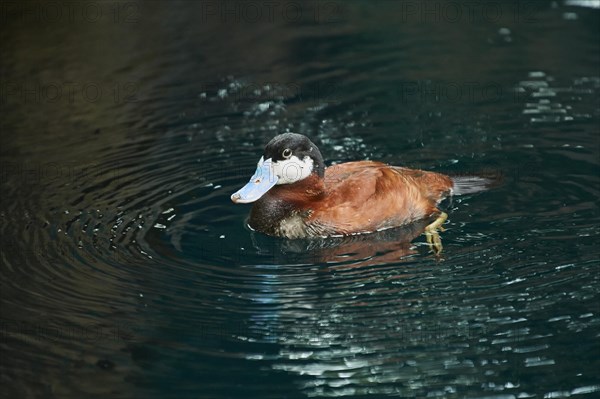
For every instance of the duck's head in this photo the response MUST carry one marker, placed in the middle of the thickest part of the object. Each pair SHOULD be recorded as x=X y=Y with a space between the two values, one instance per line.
x=287 y=159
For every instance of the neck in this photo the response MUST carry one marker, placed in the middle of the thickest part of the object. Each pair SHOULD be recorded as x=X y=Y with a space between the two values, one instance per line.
x=306 y=189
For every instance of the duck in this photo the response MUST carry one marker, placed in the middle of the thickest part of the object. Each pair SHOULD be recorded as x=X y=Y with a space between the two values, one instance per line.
x=294 y=195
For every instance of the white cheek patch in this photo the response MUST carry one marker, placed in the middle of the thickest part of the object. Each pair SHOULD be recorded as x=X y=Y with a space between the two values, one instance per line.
x=293 y=169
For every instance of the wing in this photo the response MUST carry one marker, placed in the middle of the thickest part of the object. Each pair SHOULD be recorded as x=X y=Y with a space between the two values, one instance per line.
x=368 y=196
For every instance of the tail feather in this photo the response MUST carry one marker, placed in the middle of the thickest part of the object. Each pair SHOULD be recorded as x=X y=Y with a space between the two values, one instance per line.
x=463 y=185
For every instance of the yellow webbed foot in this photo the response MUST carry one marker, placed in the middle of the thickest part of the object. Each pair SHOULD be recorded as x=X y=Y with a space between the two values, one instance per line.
x=431 y=232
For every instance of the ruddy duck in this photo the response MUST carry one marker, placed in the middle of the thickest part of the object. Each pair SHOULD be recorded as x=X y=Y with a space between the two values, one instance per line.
x=296 y=196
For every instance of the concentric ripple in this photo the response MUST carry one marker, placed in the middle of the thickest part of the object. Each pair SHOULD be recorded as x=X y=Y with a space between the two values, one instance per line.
x=127 y=271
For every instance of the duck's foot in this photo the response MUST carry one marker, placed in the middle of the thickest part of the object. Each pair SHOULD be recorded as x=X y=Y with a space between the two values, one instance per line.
x=433 y=237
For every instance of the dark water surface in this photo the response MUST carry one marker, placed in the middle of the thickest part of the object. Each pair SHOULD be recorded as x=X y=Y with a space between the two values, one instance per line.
x=127 y=272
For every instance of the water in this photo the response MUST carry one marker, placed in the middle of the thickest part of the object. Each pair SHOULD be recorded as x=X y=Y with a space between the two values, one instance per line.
x=127 y=272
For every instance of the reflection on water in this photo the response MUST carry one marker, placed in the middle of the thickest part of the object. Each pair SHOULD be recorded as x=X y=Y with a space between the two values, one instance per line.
x=127 y=272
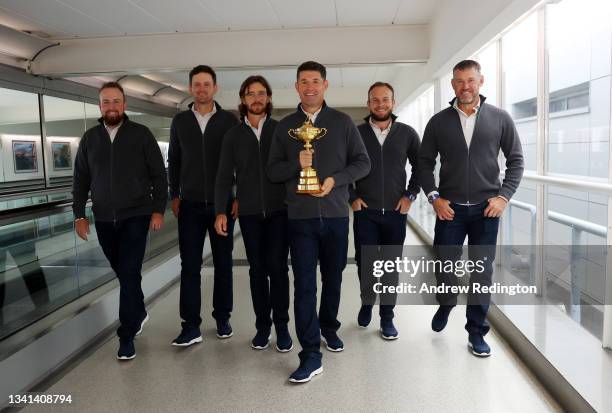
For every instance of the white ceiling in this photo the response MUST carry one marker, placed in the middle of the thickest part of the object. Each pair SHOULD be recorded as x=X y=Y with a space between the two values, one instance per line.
x=93 y=18
x=81 y=20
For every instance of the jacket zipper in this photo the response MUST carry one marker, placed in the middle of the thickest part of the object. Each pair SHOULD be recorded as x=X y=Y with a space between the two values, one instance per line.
x=469 y=162
x=204 y=163
x=316 y=168
x=263 y=202
x=382 y=166
x=111 y=183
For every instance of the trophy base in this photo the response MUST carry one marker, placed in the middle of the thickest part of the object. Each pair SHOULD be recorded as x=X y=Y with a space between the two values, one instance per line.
x=308 y=189
x=309 y=182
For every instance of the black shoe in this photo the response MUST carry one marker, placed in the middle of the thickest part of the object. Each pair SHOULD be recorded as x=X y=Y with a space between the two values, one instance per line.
x=478 y=346
x=307 y=370
x=127 y=351
x=143 y=320
x=284 y=343
x=365 y=316
x=261 y=340
x=224 y=329
x=188 y=337
x=440 y=318
x=333 y=342
x=388 y=330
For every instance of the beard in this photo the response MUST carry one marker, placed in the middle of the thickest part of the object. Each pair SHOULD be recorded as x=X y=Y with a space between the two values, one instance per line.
x=256 y=110
x=112 y=118
x=383 y=118
x=468 y=100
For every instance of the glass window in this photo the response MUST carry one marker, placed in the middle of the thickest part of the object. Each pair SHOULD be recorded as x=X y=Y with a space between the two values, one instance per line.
x=21 y=163
x=519 y=65
x=579 y=85
x=64 y=127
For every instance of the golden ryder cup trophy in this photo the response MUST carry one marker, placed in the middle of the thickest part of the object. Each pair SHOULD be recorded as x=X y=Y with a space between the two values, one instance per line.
x=309 y=182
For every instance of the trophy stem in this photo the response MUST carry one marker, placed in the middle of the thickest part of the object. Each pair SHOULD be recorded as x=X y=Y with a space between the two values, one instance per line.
x=309 y=182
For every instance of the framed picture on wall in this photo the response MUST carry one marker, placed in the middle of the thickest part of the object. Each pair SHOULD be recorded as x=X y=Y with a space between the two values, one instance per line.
x=24 y=155
x=62 y=155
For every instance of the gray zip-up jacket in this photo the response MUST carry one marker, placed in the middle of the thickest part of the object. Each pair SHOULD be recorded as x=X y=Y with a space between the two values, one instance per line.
x=247 y=157
x=126 y=177
x=471 y=175
x=383 y=187
x=339 y=154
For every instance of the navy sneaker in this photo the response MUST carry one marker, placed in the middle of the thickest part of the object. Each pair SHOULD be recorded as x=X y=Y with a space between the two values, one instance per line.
x=365 y=316
x=283 y=340
x=307 y=370
x=143 y=320
x=478 y=346
x=333 y=342
x=440 y=318
x=126 y=350
x=261 y=340
x=388 y=330
x=188 y=337
x=224 y=329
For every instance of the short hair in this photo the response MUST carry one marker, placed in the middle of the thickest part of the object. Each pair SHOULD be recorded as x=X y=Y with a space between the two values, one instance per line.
x=467 y=64
x=203 y=69
x=112 y=85
x=382 y=84
x=242 y=92
x=312 y=66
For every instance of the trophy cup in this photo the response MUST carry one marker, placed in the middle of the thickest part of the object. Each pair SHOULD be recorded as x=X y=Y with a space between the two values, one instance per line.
x=309 y=182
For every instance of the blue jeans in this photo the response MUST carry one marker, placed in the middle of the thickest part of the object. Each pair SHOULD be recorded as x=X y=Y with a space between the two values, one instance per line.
x=482 y=237
x=123 y=243
x=195 y=218
x=311 y=240
x=267 y=249
x=372 y=227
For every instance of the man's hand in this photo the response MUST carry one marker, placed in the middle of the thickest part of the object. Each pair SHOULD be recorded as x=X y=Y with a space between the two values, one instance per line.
x=358 y=205
x=306 y=158
x=235 y=208
x=221 y=224
x=496 y=207
x=443 y=209
x=82 y=228
x=176 y=202
x=403 y=205
x=326 y=188
x=157 y=220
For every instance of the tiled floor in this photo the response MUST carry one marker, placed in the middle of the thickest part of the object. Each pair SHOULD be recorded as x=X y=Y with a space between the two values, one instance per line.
x=423 y=371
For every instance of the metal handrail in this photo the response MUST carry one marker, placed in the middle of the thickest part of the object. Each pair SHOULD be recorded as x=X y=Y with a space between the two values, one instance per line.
x=30 y=212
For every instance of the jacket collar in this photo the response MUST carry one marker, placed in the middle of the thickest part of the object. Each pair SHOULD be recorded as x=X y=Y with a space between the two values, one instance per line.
x=393 y=118
x=324 y=108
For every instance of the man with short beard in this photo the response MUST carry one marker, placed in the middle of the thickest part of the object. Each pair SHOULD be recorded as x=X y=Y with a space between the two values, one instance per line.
x=120 y=162
x=381 y=200
x=196 y=135
x=469 y=199
x=318 y=222
x=262 y=212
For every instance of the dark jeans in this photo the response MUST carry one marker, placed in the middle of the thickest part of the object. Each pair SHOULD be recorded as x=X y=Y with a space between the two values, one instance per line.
x=123 y=243
x=372 y=227
x=325 y=240
x=195 y=218
x=267 y=249
x=482 y=238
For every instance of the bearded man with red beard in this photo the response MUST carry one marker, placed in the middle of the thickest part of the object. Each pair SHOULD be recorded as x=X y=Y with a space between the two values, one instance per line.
x=120 y=163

....

EXERCISE AIM |
Output the material word for word, omitting its pictures.

THE REPLY |
For every instance of the duck's head in this photo the response MUST carry one marker, placed in the middle of the thickest part of the object. Each pair SHOULD be recorded as x=X y=Y with a space between the two values, one instance per line.
x=287 y=159
For every instance of the neck in this photo the response MUST carry one marker, placed in the middle of the thickest part of the object. Each pair SHOULD be recorded as x=X y=Y with a space between the two values, one instance per line.
x=306 y=189
For every instance of the duck in this photo the response MUST carry one marker, placed in the middle of the thickest part of the object. Each pair SHOULD be recorded as x=X y=Y with a space between the two values, one instance per line.
x=294 y=195
For every instance of the white cheek patch in this photo the response MUST carry one marker, placed in the middle of the thickest part of the object. Each pair SHOULD be recorded as x=X y=Y with a space between the two values, one instance per line.
x=293 y=169
For every instance of the wing in this photo the response MUST carry one marker, placed in the middle of the thickest part of the object. Each pair SHOULD be recorded as x=X y=Y with a space between the two values, one instance per line.
x=368 y=196
For every instance of the tail feather in this photo the response MUST carry one marker, placed in the middle of the thickest part of the object. Each pair SHOULD be recorded as x=X y=Y with a space between the two values, one instance per line.
x=463 y=185
For every instance of the yellow webbed foot in this photo the response MUST carry one marker, placed in the middle of the thickest part of the object. Each pair SHOULD be recorded as x=X y=Y with a space between the two values, one instance per line.
x=431 y=232
For every instance of the ruddy duck in this photo the response MUST carry one marker, placed in the middle of the thickest part of the object. Each pair SHOULD be recorded as x=X y=Y with a space between the two values, one instance per line.
x=296 y=196
For every instance of the concentric ripple in this photo the response MUST carry one marker, placed in the middle of the thickest part of the object. Each pair SHOULD be recorded as x=X y=Y with a space between the two values, one instance per line.
x=127 y=271
For every instance of the duck's foot in this photo the response MUST carry one marker, placed in the middle of the thickest part of the object. Each pair SHOULD be recorded as x=X y=Y with a space between the two values, one instance per line.
x=433 y=237
For every instance of the dark water surface in this photo the response MUST carry one marker, placed in the middle of the thickest part of the object. Each pair SHOULD be recorded as x=X y=Y with a space between the two values, one instance per line.
x=127 y=272
For every instance of the water in this photo the response MUST carry one marker, placed in the middle of the thickest part of the object. Each pair SHOULD be recorded as x=X y=Y with a space between the two values, one instance per line.
x=127 y=272
For every instance of the reflection on water in this photo the response MUST carry one marker, placed in the middle of the thickest part of the object. Each pair SHOULD be recorded as x=X y=Y with a space between the two values, one instance per line.
x=127 y=272
For every instance of the white ceiling in this photo the response MUST carry one marker, placed in the middle of the thickest part of the object. Each pair SHOULD be recorded as x=X y=Y with a space between the two values, one instance per line.
x=93 y=18
x=81 y=20
For every instance of the jacket zipper in this photo the response MUST carry one marker, placed in the middle of the thickest part of the object. Each pair SHOULD be recorded as x=X y=Y with a space between the two values, one instance per line.
x=469 y=162
x=204 y=163
x=316 y=168
x=263 y=202
x=382 y=166
x=111 y=183
For every instance of the trophy base in this photo the response MUST carry one marker, placed in the middle of the thickest part of the object. Each pair SHOULD be recorded as x=X y=Y with a space between the two values, one instance per line.
x=308 y=189
x=309 y=182
For every instance of the black shoe in this photo the response MUST carry one marker, placed in the middle of the thickest part of the object. Each pair SHOULD be recorded as x=X y=Y with a space between the two values, one instance per line.
x=478 y=346
x=307 y=370
x=127 y=351
x=143 y=320
x=284 y=343
x=365 y=316
x=261 y=340
x=224 y=329
x=188 y=337
x=440 y=318
x=333 y=342
x=388 y=330
For every instance of the beard in this photo the response MUST carry one marker, placed in the middle of the thickest part of the object. Each pair SHOULD be recorded as x=X y=Y with a space between the two values, one instance per line.
x=256 y=110
x=112 y=118
x=383 y=118
x=468 y=100
For every instance of the glass window in this photo the response MUST carry one marker, placed in the middle of the thickest part of the object. Each pair SHOULD be recorded as x=X y=Y with a space between the two values, one instance per line.
x=21 y=163
x=519 y=65
x=579 y=85
x=64 y=127
For every instance of the golden ryder cup trophy in this photo the response MUST carry one marker, placed in the middle of the thickest part of the object. Each pair SHOULD be recorded as x=X y=Y with a space between the two values, one instance per line.
x=309 y=182
For every instance of the trophy stem in this photo the response MUST carry one marker, placed in the middle of the thickest part of the object. Each pair SHOULD be recorded as x=X y=Y with a space between the two values, one instance per line.
x=309 y=182
For every instance of the framed picture on wall in this photo the response MUST carry one marker, placed in the middle of the thickest part of the object. Each pair SHOULD be recorded as x=X y=Y with a space between the two values, one instance per line.
x=24 y=155
x=62 y=155
For every instance of the gray zip-up jacket in this photo the response MUST carry one marker, placed in the middle of the thickest part of the object. Each pair SHOULD be recorded as x=X y=Y with a space between the two values, one instance per line.
x=247 y=157
x=126 y=177
x=471 y=175
x=383 y=187
x=339 y=154
For every instance of the navy sneaker in this photo the response MUST carry one marker, placed in the middle of the thickest part of the object. Each pair SHOULD be recorded as x=X y=Y with a space between the two values, one instance per line.
x=365 y=316
x=283 y=340
x=307 y=370
x=143 y=320
x=478 y=346
x=333 y=342
x=440 y=318
x=126 y=350
x=261 y=340
x=388 y=330
x=188 y=337
x=224 y=329
For every instance of the short hair in this photo the response MUST carry one marker, placed in the middle of the thickest part of the object. Each pair SHOULD be recorded as x=X y=Y with a space between the two values, one instance per line.
x=467 y=64
x=203 y=69
x=112 y=85
x=382 y=84
x=242 y=92
x=312 y=66
For every instance of the trophy cup in this photo the response MUST carry one marker, placed in the middle of the thickest part of the object. Each pair SHOULD be recorded as x=X y=Y with a space between the two values, one instance per line.
x=309 y=182
For every instance of the blue jeans in this photo the response MUST carry one marker, placed in the middle of the thickest part of the object. Each pair SHOULD be recorded as x=X y=Y with a space between the two values, one instance per line.
x=482 y=237
x=123 y=243
x=195 y=218
x=311 y=240
x=267 y=249
x=372 y=227
For every instance of the man's hand in this photo the response MUST carry one marker, placed in the middle of the thickest part of the object. Each pair SHOULD be recorded as x=X y=Y with a space between the two values, one instance per line.
x=358 y=205
x=306 y=158
x=235 y=208
x=221 y=224
x=496 y=207
x=443 y=209
x=82 y=228
x=176 y=202
x=403 y=205
x=326 y=188
x=157 y=220
For every instance of the tiled floor in this photo the response MUST carry one marker, placed in the middle of the thickest part of the object. Each pair SHOULD be recorded as x=X y=Y with a space between the two values, one instance per line.
x=423 y=371
For every instance of the metal handrail in this photo the response MUST carry one marker, placed in the middle of the thickest part of the object. Each pair SHOULD be recorded as x=X y=Y with a space between the two values, one instance per line.
x=30 y=212
For every instance of the jacket collar in this photo the response MUST carry one marker, placed in the middle of the thickest part of the object. Each pair SHOULD be recorded as x=X y=Y with a space between the two values, one instance per line.
x=393 y=118
x=324 y=108
For every instance of the man with short beard in this photo the response MUST carry one marker, placed in the middle of the thickest part of the object. Each pair SHOULD be recorded as x=X y=Y with a space between the two values, one instance per line.
x=120 y=162
x=381 y=200
x=196 y=135
x=469 y=199
x=318 y=222
x=262 y=212
For every instance of the dark jeans in this photo the response MUST carry one marker, placed in the middle of the thickest part of the object. Each pair SHOULD be recorded as x=X y=Y with a space between the two values, one instance per line.
x=123 y=243
x=372 y=227
x=325 y=240
x=195 y=218
x=267 y=249
x=482 y=238
For every instance of the bearded man with red beard in this photo the response MUST carry one marker, placed in the middle of the thickest part of the object. Each pair SHOULD be recorded as x=X y=Y with a space between the two values, one instance per line.
x=120 y=163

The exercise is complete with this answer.